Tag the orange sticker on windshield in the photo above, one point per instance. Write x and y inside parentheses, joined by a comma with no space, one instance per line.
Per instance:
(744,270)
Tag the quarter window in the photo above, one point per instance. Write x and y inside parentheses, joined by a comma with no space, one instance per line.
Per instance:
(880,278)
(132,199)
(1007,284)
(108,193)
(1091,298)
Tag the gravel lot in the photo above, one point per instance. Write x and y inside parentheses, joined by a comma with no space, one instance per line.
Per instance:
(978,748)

+ + + +

The listing above should be repeated in its entirety, unchanged.

Tag the orange sticker on windshield in the photo above, one point per instance. Write x and y inside parentheses, joined by a comma with no space, one instance per line.
Per instance:
(744,270)
Tag the quarter window in the photo above, one point per instance. Write x and y inside parentheses, joined by a comma with no space, one instance per line.
Per instance:
(880,278)
(132,199)
(1007,284)
(108,193)
(1091,298)
Tag the gravel lot in the photo above, one point per instance. Write x and y inside parentheses, joined by a comma with no space, one instance per line.
Per instance:
(978,748)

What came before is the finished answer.